** SOURCE TEXT **
%%

Practical Tips for Protecting your Lake

By Paul MacInnes, Chair of the Coalition of Haliburton Property Owners Associations

 Photo by Nate Mayer

Photo by Nate Mayer

We all care about the health of our lakes but who is looking after lake health? Governments of all stripes are cutting back on the people and programs that used to protect our lakes and give us up to date data on lake health indicators. Lake associations can help fill this void but only if all of us step up individually and become Lake Protectors.

%%

** PROBLEM SET **
[a] Edit the lake protection article from "By Paul MacInnes, Chair" up to and including "become Lake Protectors.", replacing "Lake Protectors" with "Lake Stewards".
[b] In the lake protection article, what position does Paul MacInnes hold?
[c] Carry on the lake protection article from where it stops.
These entries come from a separate source and are unrelated to the lake protection article.

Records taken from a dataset
%%

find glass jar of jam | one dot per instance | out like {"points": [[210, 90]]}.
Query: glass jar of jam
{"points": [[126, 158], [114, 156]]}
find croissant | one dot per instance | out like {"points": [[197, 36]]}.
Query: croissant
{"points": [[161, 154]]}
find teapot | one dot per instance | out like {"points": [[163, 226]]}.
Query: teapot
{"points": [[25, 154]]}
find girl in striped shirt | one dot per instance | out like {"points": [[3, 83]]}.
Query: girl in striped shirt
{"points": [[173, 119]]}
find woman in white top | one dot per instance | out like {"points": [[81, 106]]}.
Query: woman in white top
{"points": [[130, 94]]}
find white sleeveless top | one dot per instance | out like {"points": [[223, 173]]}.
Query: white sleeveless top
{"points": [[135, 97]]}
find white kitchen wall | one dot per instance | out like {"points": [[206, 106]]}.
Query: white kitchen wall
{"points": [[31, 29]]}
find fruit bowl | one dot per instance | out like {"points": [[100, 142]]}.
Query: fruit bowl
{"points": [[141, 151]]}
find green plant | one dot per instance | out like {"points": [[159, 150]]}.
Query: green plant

%%

** TASK-BY-TASK ANSWERS **
[a]
By Paul MacInnes, Chair of the Coalition of Haliburton Property Owners Associations

 Photo by Nate Mayer

Photo by Nate Mayer

We all care about the health of our lakes but who is looking after lake health? Governments of all stripes are cutting back on the people and programs that used to protect our lakes and give us up to date data on lake health indicators. Lake associations can help fill this void but only if all of us step up individually and become Lake Stewards.

[b] He is Chair of the Coalition of Haliburton Property Owners Associations.

[c]
What can we do to make a difference? The Coalition of Haliburton Property Owners Associations (C.H.A.) has some of the most knowledgeable lake health scientists in Canada as scientific advisors and we asked them that question. Based on their advice here are the most powerful steps you can take to protect your lake:

1. Keep your septic system healthy; septics are the number one contributor of phosphorous to our lakes in Haliburton County. The more phosphorous, the greater the chance of algae blooms. Take 20 minutes and watch the ‘Poop Talk’ video on the C.H.A. website (www.cohpoa.org) and then take action by:

  • Keeping anything that can kill bacteria out of your septic system
  • Minimize and spread out the use of water
  • Have your system inspected by an inspector who will take the lid off and do a proper physical inspection
  • Have your tank pumped every 3-5 years

2. Renaturalize your shoreline. Natural shorelines deliver incredible benefits, such as:

  • Filtering out pollutants such as phosphorous before they get into the lake
  • Providing habitat for all sorts of life that supports healthy loons, frogs, fish etc.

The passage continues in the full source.